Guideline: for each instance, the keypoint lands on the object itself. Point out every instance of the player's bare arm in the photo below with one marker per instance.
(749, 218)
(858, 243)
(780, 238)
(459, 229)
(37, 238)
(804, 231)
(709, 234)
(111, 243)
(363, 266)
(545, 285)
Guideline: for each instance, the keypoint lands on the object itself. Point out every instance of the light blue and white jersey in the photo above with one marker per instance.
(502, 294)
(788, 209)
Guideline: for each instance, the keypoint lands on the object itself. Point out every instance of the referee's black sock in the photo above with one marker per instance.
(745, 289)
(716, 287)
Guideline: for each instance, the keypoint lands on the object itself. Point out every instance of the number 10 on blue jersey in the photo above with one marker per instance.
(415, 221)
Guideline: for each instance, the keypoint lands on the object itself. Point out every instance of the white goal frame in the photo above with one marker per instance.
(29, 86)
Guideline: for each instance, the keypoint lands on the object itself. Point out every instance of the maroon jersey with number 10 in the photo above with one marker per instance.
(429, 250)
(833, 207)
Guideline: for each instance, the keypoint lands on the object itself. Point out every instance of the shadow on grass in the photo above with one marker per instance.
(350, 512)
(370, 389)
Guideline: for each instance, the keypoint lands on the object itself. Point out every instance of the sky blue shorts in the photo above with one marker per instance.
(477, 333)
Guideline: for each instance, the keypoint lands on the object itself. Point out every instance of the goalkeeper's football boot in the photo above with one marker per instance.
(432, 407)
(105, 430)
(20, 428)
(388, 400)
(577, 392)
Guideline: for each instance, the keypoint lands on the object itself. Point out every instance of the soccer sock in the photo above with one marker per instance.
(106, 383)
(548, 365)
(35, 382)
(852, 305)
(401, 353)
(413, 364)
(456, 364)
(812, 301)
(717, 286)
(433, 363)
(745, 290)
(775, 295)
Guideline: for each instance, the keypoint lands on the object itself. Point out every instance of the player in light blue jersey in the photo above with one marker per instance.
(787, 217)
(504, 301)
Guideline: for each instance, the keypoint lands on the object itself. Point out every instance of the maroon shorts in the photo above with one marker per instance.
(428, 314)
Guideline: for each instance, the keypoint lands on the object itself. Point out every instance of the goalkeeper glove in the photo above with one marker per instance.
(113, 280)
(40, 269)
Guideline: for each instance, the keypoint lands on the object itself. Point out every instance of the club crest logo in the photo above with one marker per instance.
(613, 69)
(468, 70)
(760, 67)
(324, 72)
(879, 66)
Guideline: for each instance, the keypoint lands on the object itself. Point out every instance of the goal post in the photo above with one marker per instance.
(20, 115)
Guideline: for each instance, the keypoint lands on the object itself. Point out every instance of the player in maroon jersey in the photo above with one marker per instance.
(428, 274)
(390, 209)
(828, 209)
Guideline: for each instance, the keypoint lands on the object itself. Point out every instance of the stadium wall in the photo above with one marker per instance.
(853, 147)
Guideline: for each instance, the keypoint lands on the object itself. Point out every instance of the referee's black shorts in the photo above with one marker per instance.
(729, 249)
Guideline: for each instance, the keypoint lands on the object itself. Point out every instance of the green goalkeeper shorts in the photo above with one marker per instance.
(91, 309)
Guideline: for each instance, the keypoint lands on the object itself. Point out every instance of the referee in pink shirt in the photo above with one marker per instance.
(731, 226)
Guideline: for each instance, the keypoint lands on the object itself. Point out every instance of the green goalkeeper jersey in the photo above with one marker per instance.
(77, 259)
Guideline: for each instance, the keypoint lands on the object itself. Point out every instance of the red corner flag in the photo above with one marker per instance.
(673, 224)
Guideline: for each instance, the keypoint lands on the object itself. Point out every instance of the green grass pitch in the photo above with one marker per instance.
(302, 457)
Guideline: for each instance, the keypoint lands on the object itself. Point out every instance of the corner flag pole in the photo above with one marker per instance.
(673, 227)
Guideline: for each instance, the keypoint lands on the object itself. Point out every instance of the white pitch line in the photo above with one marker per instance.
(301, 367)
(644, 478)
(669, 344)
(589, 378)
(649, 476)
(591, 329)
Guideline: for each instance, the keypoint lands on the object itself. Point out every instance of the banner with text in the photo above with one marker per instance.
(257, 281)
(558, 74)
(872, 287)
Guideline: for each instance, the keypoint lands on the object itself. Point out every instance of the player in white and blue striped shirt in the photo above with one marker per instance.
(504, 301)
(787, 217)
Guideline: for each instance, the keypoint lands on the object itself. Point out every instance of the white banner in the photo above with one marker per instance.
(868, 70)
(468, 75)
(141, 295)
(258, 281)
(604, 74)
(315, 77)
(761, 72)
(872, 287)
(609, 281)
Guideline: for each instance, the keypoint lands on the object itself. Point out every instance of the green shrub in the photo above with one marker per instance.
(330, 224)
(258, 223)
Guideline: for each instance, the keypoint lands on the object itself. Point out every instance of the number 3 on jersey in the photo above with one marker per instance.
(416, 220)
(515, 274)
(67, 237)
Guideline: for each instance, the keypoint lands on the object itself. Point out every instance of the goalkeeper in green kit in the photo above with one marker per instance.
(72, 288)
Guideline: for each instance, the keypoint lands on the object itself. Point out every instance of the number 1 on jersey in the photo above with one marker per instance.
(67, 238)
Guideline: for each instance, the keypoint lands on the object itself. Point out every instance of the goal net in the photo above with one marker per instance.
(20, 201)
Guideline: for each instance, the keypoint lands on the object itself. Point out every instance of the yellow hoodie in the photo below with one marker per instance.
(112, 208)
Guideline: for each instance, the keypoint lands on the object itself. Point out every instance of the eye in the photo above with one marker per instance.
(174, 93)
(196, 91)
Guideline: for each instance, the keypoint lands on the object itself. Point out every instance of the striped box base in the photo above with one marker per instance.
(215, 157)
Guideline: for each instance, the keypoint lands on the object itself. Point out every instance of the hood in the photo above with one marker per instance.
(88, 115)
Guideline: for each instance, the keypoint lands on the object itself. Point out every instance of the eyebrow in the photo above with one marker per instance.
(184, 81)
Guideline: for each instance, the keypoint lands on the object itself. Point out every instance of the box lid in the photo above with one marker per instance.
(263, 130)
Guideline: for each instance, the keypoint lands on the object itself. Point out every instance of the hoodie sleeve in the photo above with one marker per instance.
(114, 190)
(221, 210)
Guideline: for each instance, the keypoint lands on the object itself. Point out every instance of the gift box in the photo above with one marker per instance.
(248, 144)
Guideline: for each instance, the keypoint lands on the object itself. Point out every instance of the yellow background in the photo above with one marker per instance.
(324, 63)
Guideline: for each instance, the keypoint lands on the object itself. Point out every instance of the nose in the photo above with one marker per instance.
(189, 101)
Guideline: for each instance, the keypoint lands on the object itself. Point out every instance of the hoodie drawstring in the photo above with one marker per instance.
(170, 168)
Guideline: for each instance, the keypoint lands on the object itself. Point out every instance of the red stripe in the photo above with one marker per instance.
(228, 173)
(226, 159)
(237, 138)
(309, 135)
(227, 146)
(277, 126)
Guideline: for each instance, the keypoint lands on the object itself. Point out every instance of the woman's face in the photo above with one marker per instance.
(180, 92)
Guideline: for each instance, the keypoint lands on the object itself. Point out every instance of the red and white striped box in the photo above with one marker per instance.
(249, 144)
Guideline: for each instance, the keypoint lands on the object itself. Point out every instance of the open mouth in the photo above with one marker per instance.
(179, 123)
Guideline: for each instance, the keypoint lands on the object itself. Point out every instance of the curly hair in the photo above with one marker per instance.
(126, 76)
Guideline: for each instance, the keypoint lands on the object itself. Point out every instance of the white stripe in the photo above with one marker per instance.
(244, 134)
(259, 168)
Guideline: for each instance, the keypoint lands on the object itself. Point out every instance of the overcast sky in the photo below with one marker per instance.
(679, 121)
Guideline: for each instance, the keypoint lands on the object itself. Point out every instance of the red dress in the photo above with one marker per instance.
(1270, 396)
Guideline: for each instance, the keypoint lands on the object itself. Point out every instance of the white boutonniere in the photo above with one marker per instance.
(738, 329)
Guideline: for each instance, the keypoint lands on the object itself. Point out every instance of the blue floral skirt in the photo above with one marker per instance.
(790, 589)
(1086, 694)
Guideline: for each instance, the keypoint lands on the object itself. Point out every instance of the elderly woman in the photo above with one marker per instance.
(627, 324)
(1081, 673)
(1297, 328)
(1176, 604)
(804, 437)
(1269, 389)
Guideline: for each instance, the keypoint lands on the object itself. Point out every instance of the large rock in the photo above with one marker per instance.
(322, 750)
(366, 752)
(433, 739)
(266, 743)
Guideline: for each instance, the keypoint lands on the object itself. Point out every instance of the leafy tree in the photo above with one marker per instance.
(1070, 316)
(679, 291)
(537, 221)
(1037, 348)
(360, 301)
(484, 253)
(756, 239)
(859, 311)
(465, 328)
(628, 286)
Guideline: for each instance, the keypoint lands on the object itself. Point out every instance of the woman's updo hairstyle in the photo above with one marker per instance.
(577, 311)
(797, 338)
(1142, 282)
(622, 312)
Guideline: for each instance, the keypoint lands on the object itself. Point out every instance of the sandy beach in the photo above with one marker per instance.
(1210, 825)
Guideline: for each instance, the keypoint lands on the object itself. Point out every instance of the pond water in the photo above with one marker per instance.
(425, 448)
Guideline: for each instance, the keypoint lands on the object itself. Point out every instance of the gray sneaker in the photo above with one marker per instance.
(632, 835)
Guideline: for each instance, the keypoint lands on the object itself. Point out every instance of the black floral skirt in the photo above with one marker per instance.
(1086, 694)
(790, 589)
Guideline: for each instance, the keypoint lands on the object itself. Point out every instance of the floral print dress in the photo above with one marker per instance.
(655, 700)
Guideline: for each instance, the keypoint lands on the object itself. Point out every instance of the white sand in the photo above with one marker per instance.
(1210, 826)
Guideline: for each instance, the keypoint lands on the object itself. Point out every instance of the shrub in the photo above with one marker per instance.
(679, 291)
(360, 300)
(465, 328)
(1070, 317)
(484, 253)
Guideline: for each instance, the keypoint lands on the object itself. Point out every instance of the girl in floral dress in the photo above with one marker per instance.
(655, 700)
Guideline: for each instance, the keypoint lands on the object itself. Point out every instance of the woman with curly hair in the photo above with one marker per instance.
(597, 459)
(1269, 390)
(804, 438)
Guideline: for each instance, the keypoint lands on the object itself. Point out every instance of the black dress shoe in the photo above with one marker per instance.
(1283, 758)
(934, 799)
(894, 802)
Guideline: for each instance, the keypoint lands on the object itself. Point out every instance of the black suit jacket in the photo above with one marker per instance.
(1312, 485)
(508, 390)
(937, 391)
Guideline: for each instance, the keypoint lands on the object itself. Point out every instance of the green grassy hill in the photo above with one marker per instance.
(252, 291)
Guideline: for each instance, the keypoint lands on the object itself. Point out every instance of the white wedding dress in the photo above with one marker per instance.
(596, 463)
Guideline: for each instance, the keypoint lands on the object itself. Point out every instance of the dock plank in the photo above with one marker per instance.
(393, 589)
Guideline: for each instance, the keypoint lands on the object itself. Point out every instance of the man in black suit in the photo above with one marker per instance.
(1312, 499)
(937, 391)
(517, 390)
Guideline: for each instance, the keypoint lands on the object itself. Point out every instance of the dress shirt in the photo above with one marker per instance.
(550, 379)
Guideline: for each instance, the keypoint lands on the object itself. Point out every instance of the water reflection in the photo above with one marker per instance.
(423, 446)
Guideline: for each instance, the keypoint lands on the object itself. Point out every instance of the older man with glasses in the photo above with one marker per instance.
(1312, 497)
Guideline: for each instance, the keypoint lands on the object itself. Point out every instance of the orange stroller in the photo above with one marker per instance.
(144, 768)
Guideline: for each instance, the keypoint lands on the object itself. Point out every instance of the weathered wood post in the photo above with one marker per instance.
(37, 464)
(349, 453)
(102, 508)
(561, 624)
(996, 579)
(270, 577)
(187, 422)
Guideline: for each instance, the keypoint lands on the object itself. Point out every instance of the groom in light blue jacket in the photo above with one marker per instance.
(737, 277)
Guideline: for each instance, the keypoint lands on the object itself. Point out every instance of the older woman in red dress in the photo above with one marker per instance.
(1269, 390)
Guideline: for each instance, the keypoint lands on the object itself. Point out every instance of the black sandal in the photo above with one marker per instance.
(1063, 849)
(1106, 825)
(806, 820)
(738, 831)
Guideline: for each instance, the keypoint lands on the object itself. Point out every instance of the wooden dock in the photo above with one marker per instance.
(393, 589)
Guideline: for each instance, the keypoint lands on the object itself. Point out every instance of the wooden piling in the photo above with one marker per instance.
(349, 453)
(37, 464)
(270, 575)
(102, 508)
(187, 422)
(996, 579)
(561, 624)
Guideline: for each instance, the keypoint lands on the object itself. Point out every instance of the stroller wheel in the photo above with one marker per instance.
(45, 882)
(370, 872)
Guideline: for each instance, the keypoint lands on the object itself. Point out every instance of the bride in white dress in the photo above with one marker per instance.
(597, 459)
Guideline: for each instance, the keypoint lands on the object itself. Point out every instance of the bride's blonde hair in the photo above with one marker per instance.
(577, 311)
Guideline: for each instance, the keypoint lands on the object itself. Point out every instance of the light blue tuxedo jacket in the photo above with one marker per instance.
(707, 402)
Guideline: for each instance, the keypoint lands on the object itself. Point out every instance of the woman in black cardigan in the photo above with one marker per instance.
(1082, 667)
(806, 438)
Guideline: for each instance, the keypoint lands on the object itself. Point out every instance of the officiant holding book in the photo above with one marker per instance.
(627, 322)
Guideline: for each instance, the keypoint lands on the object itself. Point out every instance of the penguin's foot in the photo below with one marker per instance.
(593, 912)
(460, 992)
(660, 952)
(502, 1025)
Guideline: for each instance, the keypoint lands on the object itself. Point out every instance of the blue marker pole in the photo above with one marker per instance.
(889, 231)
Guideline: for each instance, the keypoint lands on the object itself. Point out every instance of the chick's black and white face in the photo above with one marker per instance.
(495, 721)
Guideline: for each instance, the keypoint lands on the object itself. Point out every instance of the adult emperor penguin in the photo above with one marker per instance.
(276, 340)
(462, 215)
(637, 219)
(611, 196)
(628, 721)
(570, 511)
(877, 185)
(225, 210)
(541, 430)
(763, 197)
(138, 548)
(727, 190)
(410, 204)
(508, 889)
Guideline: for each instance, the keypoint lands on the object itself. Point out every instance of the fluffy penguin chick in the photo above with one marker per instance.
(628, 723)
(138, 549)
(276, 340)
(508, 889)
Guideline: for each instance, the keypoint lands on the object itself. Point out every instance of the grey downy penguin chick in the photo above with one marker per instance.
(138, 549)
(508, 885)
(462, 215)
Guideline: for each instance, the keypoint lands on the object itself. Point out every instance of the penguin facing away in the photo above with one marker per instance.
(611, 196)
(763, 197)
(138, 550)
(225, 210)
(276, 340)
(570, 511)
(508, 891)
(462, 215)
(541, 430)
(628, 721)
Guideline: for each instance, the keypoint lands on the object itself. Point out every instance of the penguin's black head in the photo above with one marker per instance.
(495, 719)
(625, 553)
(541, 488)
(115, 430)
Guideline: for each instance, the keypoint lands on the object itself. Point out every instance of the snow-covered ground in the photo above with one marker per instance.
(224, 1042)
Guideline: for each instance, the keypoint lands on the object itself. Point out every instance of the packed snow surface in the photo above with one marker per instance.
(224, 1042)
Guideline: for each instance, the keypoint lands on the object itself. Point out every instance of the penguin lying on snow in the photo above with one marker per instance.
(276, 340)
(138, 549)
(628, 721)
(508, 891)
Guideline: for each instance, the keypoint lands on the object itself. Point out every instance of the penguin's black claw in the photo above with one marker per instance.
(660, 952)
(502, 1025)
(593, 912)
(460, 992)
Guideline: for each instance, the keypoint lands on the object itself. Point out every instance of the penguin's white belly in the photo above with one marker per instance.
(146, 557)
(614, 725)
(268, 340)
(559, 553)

-------------------------

> **AIM OF THE TASK**
Arrange the entries starting at the line containing "of the floral" and ending at the line containing "(1210, 826)" as a two-column CSV with the header instruction,answer. Give one row per entry, holding its text and its answer, with each field in double quotes and any line breaks replaced by spaces.

> **COMPLETED EXERCISE**
instruction,answer
"Guideline: for each instance, the keypoint lands on the object itself. Point out every instance of the floral print dress in the photo above with one marker per instance.","(655, 700)"
"Guideline: for each instance, the keypoint lands on the object itself. Point out every instance of the white sand in the photo above with one marker per instance.","(1210, 826)"